* Source text:
>> START
Question...can Blarney (or Piglet) carry 160 pound adult plus tack just for trail riding??
I always thought the Connemara was used for children/youth mounts...but then thought about where they came from--did Irish adults ride them?

Click to expand...

_They make wonderful adult mounts. Many of your Quarter Horses are no bigger than the Connemaras. A lot of adults ride the 14 to 14.2 hand Connemaras (and QHs too for that matter) and Connemaras are substantial, lots of body and heavy bones, so can carry weight well.


----------



## saanengirl (Apr 7, 2009)

I am so tempted to order a future foal... I keep thinking about it because by the time a foal from a contract breeding would be ready to start, my two greenies should be pretty solid show horses. When they are no longer greenies, surely I will be ready to start another one... I bet my trainer would LOVE it if I had a Cody/Lady or Fandango Lady foal... She'd probably love a Conne foal out of either of those stallions as well...


----------



## SFM in KY (May 11, 2002)

saanengirl said:


> I am so tempted to order a future foal... I keep thinking about it because by the time a foal from a contract breeding would be ready to start, my two greenies should be pretty solid show horses.


That's a good time to plan for a new one.

I'm having way too much fun planning for future breedings. I have several already on the 'list' for 2012 breeding for fillies that would be eligible to be presented for ISR or RPSI approval. With these breedings, the foal would be available if it wasn't a filly.

Melody x Snapdragon (12.2 buckskin Welsh stallion approved RPSI) outside stud

Conne x Rambler or Blarney: She didn't cycle 'normally' with the P & E this year with the late breeding. Being a maiden mare with no breeding history, I'm not going to try breeding again to an outside stud. A filly could be presented as a mature mare for possible RPSI approval on the basis of the pedigree with either of these stallions. Foal would be smaller by the Welsh stallion, probably right at 15 or 15.1 with the Connemara. Still debating.

Lady x 3PO I know this foal will be bigger than I 'should' keep, but if it's a champagne filly I would certainly be tempted unless I can find just the right owner.

And two "just for fun":

Dreamer x Chugwater: I think this cross might produce the 'ideal' medium pony for a child's dressage/eventing pony and surely I can find a child that would be interested.

Chantilly x Cadet: This one should be a really fancy small harness pony, both carry sabino and foal can only be bay or black.


----------



## brody (Feb 19, 2009)

Wayward and Flint

Barney and Connie 


Boo and Cody 

oooooohhhhhh


----------



## SFM in KY (May 11, 2002)

brody said:


> Wayward and Flint


I think too close related. Wayward is a double Weltstern grand-daughter (Weltstern son bred to Weltstern daughter). I'm not sure I'd go back to a Weltstern son on her. 



brody said:


> Barney and Connie


This is one that's already in the 'maybe' stage ... I think it will be either the Welsh pony stallion or Blarney.



brody said:


> Boo and Cody


Will be smaller than the others, probably in the 14 to 14.2 hand range, but I also think this would be the best eventing prospect.


----------



## brody (Feb 19, 2009)
>> END
* Stated task 1:
In the forum thread on breeding plans, return the passage starting with "Melody x Snapdragon" and going on through "the right owner.", copied word for word.
* Stated task 2:
Answer these questions using the forum thread on breeding plans:
(a) According to the reply on Connemaras as adult mounts, what height range do the Connemaras that many adults ride fall in?
(b) For what year are several breedings already on the list?
(c) What colors can the foal from Chantilly x Cadet only be?

* Records:
>> START
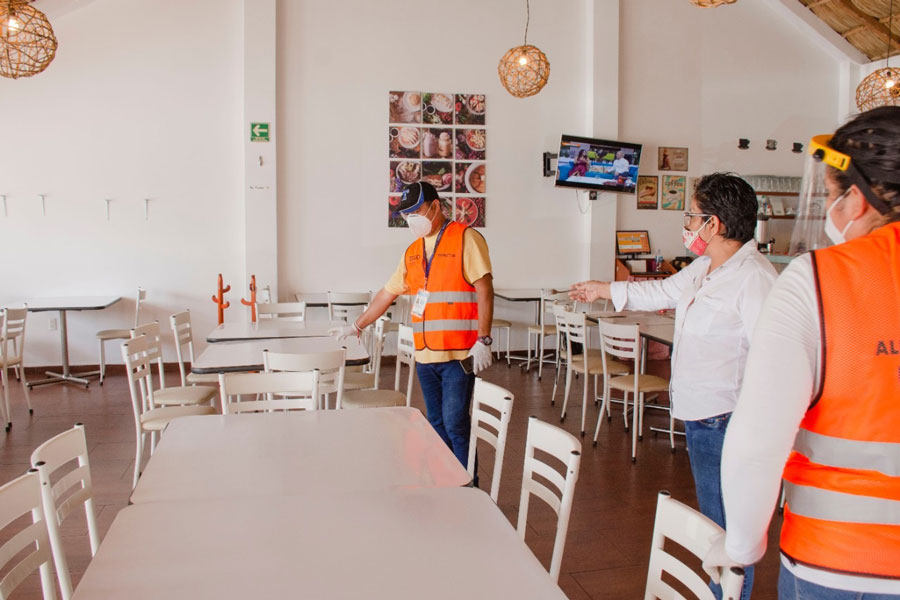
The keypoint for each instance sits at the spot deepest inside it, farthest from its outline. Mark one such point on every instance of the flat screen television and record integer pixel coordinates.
(632, 242)
(597, 165)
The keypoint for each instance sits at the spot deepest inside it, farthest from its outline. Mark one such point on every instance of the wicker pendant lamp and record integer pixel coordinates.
(524, 70)
(881, 87)
(27, 42)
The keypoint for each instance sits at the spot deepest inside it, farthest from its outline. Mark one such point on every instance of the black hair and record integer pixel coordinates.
(732, 200)
(872, 141)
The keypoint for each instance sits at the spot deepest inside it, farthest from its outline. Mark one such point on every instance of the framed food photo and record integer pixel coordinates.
(672, 195)
(673, 159)
(648, 192)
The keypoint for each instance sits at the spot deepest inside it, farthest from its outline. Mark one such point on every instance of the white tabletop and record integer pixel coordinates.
(398, 544)
(269, 329)
(247, 356)
(286, 454)
(71, 303)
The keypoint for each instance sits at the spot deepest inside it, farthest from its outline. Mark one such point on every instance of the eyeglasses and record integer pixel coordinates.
(689, 217)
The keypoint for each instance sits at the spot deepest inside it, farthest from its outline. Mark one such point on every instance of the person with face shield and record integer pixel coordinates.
(717, 299)
(447, 273)
(820, 404)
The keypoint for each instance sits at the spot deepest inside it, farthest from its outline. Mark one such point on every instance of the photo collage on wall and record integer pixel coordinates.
(439, 138)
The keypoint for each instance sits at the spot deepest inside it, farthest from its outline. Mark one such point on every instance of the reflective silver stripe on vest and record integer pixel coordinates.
(883, 457)
(445, 325)
(452, 297)
(829, 505)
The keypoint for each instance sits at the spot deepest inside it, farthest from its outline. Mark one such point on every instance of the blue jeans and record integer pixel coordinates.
(704, 440)
(792, 588)
(447, 390)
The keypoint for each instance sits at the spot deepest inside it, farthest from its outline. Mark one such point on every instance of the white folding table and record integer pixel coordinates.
(233, 357)
(445, 543)
(292, 453)
(62, 305)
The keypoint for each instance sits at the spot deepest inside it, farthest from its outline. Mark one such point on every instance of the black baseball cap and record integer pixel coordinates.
(415, 195)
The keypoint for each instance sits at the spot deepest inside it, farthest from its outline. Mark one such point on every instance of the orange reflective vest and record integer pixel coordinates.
(842, 481)
(450, 321)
>> END
* Output 1:
Melody x Snapdragon (12.2 buckskin Welsh stallion approved RPSI) outside stud

Conne x Rambler or Blarney: She didn't cycle 'normally' with the P & E this year with the late breeding. Being a maiden mare with no breeding history, I'm not going to try breeding again to an outside stud. A filly could be presented as a mature mare for possible RPSI approval on the basis of the pedigree with either of these stallions. Foal would be smaller by the Welsh stallion, probably right at 15 or 15.1 with the Connemara. Still debating.

Lady x 3PO I know this foal will be bigger than I 'should' keep, but if it's a champagne filly I would certainly be tempted unless I can find just the right owner.

* Output 2:
(a) 14 to 14.2 hands
(b) 2012
(c) Bay or black